読解文
- - -
「衛星放送のしくみ」

FourTwoTwoCompany <http://www.ftt.co.jp>
尾上泰夫 <onoe@ftt.co.jp>

「地上波単独時代のおわり」
1984年1月23日、日本初の実用放送衛星BS-2aが打ち上げられ、同年5月12日からNHKの衛星放送(試験放送)がスタートした。これにより、地上波放送の単独時代は去り、地上波放送と衛星放送共存の新しい時代が始まった。同年12月には、BS-3の1チャンネルを利用する初の衛星民放、日本衛星放送が、民放などマスコミ、商社、金融その他の190社、団体の共同出資により設立され成長していく。

「BS*放送のはじまり」
宇宙に衛星をあげて静止衛星になる。ちょうど日本の真上に止まって、地球が自転しているのと同じスピードで、衛星が地球の周りを回っている。だから、止まっているように見える。アンテナがものすごく高いところにあるかたちになる。だから一つの衛星で北海道から九州まで全部カバーできる。そのようなしくみを提供したのが衛星放送になる。
これはアンテナが一本だから、その中でチャンネルを切り分けるのが従来方式でやると、相当のバンド幅を要求される。貴重な電波のバンド幅がいくつものチャンネルでは使えないのでたくさんの商品にならなくなっている。
細かく電波を細分化して、同じ帯域しか使えないけど、そこの帯域の分割が今までは5、6分割しかできなかったのが200、300分割できるということで、お客さんの数を増やしていくかたちにしたのが、衛星放送ビジネスである。
それを利用して、今度は電波を宇宙まで上げて、電波が届く地域なら日本中何処でも可能と、便利なしくみを利用するのがテレビ局としては衛星放送局になる。最初に認可がおりたのはBS(ブロードキャストサテライト)と呼ばれる衛星放送で、これが、衛星放送の始まりである。
既存局も一緒に乗っているが、BSだけで、映画専門局とか音楽専門局のチャンネルが登場し始めたのが目新しいところである。
BSの一つの特徴は、高品質。チャンネル数増加の為、ひとつひとつのチャンネルの特性が、ある程度要求される。今までのテレビ局の営業と少し違ってこれはここの局でしか見られない番組を並べはじめたのもBSの特徴の一つである。映画だけとか、音楽だけとか、趣味趣向型の放送スタイルを創りあげた。コマーシャルはいらないという視聴者もいて、テレビの放送を受け取るデコーダがデジタル化されることで、中のユーザーの管理が簡単にできるようになった。
- - -
課題
1. 衛星放送の文章のうち、「FourTwoTwoCompany <http://www.ftt.co.jp>」から始まり「が、衛星放送の始まりである。」で終わる部分を、そのまま返してください。
2. 衛星放送の文章を、示されている最後の文のあとから再開して書き進めること。
- - -
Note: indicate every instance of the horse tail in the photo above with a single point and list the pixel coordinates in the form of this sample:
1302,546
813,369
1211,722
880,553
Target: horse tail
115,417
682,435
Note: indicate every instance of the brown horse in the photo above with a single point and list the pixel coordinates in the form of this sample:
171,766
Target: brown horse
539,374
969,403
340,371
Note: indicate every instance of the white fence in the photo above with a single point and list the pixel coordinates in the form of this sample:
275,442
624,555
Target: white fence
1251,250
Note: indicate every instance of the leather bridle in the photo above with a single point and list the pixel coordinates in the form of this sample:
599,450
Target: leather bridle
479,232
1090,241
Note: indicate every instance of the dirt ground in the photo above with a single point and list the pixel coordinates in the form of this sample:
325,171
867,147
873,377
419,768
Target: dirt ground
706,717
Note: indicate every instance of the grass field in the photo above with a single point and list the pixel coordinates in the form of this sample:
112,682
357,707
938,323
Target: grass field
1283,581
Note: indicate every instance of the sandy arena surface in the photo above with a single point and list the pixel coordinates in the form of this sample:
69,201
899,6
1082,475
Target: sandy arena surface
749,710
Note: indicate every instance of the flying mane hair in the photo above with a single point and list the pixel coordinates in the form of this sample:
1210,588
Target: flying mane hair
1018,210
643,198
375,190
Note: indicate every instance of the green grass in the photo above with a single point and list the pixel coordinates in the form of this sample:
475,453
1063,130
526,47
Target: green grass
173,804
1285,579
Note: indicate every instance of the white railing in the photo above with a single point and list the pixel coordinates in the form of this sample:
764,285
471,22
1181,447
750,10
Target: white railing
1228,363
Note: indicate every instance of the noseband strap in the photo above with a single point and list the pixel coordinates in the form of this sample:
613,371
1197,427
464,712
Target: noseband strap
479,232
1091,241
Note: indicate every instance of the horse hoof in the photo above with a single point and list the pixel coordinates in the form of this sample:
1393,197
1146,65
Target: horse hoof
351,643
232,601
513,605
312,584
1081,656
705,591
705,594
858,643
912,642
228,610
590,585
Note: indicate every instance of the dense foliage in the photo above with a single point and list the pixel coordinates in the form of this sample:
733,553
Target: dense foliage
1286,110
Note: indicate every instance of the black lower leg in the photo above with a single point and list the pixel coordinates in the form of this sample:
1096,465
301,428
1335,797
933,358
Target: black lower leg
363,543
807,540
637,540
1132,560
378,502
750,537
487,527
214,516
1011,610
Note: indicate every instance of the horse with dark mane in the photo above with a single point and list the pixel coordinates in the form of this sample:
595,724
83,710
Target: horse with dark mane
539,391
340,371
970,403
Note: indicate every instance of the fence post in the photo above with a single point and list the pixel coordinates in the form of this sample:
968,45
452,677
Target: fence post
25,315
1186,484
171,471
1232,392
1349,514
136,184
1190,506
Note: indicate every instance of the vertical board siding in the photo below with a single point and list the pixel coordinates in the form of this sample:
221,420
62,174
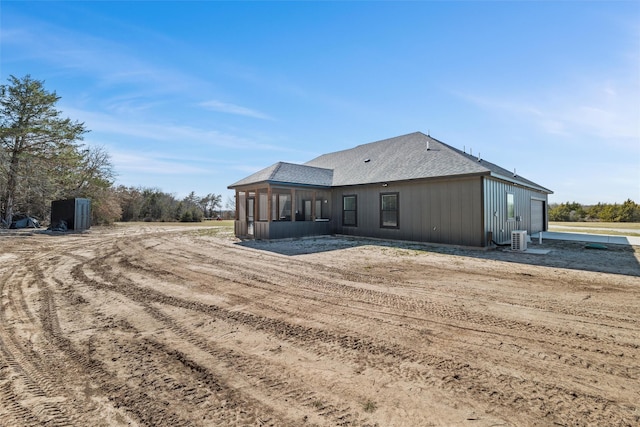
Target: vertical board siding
430,211
495,207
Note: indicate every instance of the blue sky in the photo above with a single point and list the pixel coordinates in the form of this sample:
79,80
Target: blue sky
193,96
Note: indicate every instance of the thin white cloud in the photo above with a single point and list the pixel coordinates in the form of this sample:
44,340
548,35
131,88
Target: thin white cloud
152,163
607,110
224,107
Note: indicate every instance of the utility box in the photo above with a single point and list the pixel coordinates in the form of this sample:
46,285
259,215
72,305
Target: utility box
519,240
76,213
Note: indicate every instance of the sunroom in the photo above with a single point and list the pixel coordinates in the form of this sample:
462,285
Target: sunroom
284,200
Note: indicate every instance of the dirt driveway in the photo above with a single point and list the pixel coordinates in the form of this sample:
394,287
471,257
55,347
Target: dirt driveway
166,326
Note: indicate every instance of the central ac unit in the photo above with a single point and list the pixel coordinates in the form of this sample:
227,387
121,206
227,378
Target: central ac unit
519,240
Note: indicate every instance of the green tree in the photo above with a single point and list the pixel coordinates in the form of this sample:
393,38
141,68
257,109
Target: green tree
566,212
34,139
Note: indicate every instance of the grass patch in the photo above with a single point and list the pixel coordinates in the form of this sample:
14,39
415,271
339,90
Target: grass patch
590,225
609,228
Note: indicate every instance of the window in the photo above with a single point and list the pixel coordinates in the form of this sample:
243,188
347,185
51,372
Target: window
511,207
350,211
263,207
281,207
389,210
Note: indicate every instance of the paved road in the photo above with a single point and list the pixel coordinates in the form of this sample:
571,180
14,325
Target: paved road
592,238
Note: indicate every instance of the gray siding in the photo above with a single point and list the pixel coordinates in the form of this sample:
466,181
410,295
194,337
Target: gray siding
495,209
438,211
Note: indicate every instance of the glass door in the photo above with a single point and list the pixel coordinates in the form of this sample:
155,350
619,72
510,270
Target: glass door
250,212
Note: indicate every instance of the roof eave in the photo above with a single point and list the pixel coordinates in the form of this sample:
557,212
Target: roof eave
516,181
284,183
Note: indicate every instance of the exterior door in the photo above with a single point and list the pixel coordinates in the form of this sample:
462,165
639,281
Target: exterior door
250,213
537,216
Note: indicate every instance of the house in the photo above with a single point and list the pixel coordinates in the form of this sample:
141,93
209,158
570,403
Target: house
411,187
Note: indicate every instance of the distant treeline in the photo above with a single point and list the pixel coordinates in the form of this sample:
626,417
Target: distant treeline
151,204
628,211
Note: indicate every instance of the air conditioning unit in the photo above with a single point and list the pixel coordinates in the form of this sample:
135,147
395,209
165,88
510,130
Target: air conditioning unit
519,240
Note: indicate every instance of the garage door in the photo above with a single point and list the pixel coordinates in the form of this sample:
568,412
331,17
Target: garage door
537,216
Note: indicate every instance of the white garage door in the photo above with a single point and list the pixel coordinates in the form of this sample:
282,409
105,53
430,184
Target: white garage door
537,216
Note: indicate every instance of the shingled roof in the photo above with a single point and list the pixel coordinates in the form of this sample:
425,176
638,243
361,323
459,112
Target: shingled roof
408,157
291,174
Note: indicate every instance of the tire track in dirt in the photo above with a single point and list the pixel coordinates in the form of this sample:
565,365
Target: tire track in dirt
327,291
304,336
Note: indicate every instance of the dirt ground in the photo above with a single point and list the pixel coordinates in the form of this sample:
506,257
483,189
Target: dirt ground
171,326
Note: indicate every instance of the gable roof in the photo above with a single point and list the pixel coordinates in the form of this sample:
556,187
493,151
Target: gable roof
407,157
290,173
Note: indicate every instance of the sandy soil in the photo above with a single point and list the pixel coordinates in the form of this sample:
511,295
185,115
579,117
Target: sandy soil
162,326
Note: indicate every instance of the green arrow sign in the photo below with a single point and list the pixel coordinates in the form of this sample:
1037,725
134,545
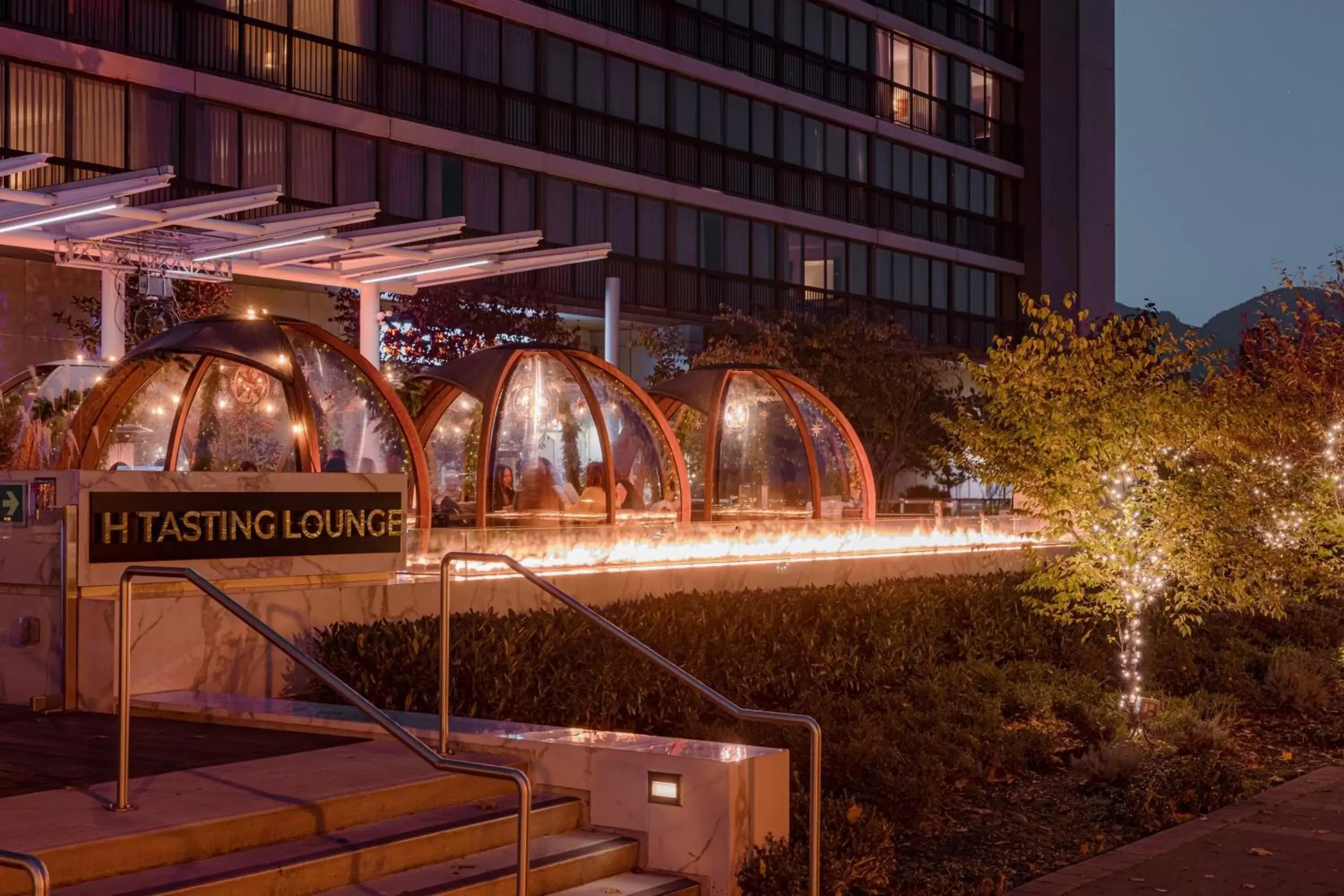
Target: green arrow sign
14,503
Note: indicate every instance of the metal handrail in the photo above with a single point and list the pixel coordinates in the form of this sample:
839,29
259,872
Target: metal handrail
35,867
388,723
667,665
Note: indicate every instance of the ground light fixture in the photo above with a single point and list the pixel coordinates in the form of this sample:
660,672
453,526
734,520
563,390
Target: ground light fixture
426,271
664,789
53,220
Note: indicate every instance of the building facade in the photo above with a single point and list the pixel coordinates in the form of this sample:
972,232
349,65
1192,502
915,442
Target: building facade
910,160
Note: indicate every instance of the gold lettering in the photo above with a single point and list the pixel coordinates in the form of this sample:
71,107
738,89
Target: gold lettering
316,517
327,519
269,532
170,526
210,516
148,517
109,527
355,523
240,523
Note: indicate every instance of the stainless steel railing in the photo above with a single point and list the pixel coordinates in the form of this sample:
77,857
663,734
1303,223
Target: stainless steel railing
35,867
658,659
388,723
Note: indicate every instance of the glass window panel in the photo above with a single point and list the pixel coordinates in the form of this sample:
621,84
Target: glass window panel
642,457
687,236
312,163
791,138
620,222
358,21
264,152
592,80
357,431
939,181
589,215
444,41
547,441
737,123
144,425
519,58
939,284
882,273
835,151
762,129
100,123
620,88
814,150
737,246
238,420
518,195
560,69
711,241
859,269
838,462
357,170
762,250
652,97
482,47
920,281
685,109
482,197
711,115
901,168
558,221
155,128
652,229
452,453
761,465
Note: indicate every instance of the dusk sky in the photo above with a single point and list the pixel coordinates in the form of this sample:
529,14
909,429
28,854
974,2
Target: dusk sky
1229,147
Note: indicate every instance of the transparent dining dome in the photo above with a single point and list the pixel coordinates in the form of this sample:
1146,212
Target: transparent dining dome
37,406
545,436
240,393
761,444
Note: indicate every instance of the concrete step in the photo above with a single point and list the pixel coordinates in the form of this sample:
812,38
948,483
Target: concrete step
558,864
198,814
351,856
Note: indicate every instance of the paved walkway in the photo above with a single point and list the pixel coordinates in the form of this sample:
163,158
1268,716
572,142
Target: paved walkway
1287,841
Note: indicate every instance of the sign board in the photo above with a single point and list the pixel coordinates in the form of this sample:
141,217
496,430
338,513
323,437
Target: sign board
14,503
136,527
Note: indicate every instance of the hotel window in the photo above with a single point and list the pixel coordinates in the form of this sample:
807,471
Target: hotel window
311,175
357,167
99,123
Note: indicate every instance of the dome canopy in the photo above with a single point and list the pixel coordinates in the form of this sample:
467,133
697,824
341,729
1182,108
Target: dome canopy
46,397
553,436
761,444
245,393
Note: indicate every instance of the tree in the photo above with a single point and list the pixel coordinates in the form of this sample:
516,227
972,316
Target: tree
892,393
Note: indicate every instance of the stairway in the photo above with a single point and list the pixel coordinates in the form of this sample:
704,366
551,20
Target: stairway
357,820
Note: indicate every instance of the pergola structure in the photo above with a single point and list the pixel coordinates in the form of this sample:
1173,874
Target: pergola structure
104,224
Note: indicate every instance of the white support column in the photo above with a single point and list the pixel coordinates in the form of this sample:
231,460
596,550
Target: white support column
369,335
113,315
612,326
- - -
解答
1.
FourTwoTwoCompany <http://www.ftt.co.jp>
尾上泰夫 <onoe@ftt.co.jp>

「地上波単独時代のおわり」
1984年1月23日、日本初の実用放送衛星BS-2aが打ち上げられ、同年5月12日からNHKの衛星放送(試験放送)がスタートした。これにより、地上波放送の単独時代は去り、地上波放送と衛星放送共存の新しい時代が始まった。同年12月には、BS-3の1チャンネルを利用する初の衛星民放、日本衛星放送が、民放などマスコミ、商社、金融その他の190社、団体の共同出資により設立され成長していく。

「BS*放送のはじまり」
宇宙に衛星をあげて静止衛星になる。ちょうど日本の真上に止まって、地球が自転しているのと同じスピードで、衛星が地球の周りを回っている。だから、止まっているように見える。アンテナがものすごく高いところにあるかたちになる。だから一つの衛星で北海道から九州まで全部カバーできる。そのようなしくみを提供したのが衛星放送になる。
これはアンテナが一本だから、その中でチャンネルを切り分けるのが従来方式でやると、相当のバンド幅を要求される。貴重な電波のバンド幅がいくつものチャンネルでは使えないのでたくさんの商品にならなくなっている。
細かく電波を細分化して、同じ帯域しか使えないけど、そこの帯域の分割が今までは5、6分割しかできなかったのが200、300分割できるということで、お客さんの数を増やしていくかたちにしたのが、衛星放送ビジネスである。
それを利用して、今度は電波を宇宙まで上げて、電波が届く地域なら日本中何処でも可能と、便利なしくみを利用するのがテレビ局としては衛星放送局になる。最初に認可がおりたのはBS(ブロードキャストサテライト)と呼ばれる衛星放送で、これが、衛星放送の始まりである。

2.
「CS*放送」
そこで課金方式をとり、受け取るのが誰なのかわかることによって得られる放送の、ほしい情報のスタイルチャンネルサプライヤーのほうがそこの局でこの放送を流したい、という事情を抱えて衛星放送に乗り出してくるという事が行われるようになってきた。そうはいっても、放送ビジネスは莫大な金がかかるのが当たり前で、衛星の中では品質はさておき、もっと細かく分けてチャンネル数を増やそうというスタイルで参入業者にもう少し門戸を広げて、簡単に放送局になれるとはじめたのがCS(コミュニケーションサテライト)。これは通信衛星である。
放送と通信の大きな違いは、放送は、ブロードキャストするから誰が見ているか分からない。通信は、相手が特定されている。
CSでは、私は誰々です!と宣言して通信をつなげる。このようなかたちで始めたのが、CSで、衛星放送の一部である。

コラム

「BS」(Broadcasting Satellite)
放送局からの電波を、赤道上空36,000kmの宇宙(うちゅう)にある放送衛星を経由して受信する放送で、地上放送では映りにくい山に囲まれたところや離島(りとう)などでもきれいな映像(えいぞう)と音声を楽しむことができる。受信には、丸いお椀みたいな形をした衛星放送専用(せんよう)のパラボラアンテナとチューナが必要となる。
BSは放送衛星を使っており、不特定多数の人たちに向けて電波を送ることが目的である。
したがって、チャンネルの数が多くなくても、多様な質の高い番組を組み合わせて放送することが重要となる。

「CS」(Communication Satellite)
放送局からの電波を、宇宙にある通信衛星を経由して地上で受信する放送で、BS放送と似ているが、CS放送は受信希望者がCS放送の会社と契約を結んで見る有料放送が中心になっている。こちらも専用のパラボラアンテナとCSチューナが必要となる。
CSは通信衛星を使っていて、ある特定の人たちに向けて電波を送ることが本来の目的である。このため、特定の人が求めるより専門的な番組が送れるよう、たくさんの種類のチャンネルが必要になる。


「番組制作者の本音」
コマーシャルを出すためのスポンサーが欲しいのはたくさんの人が見てくれるという、メディアとしての媒体能力である。明らかに、CSの媒体能力は落ちるが落ちたことで、スポンサーが払う金額が同じ地上波の30秒とまったく違った価格帯が生まれてきたのがCSといえる。
そうすると、放送の制作費がある放送の波代といわれる放送するために売り上げられるスポンサー収入が激減したため、制作費も安くしなければ利益がでないので、CS全体でいうと、番組単価をべらぼうに安い制作費で支えられている。こういう状況が続くと良い作り手が現れにくいし、安いところでいい映像を出したいところと、出したくないところがこれからはっきり出てくるのではないだろうか。
金額がすべてではないけれど、実際に倒産する局も結構あって安定運用するためには一定の売り上げが必要なため、その利益を確保する意味ではある決まった売り上げしかないのであれば、制作費をどこまで安く切り詰めるかは、避けようがない事実である。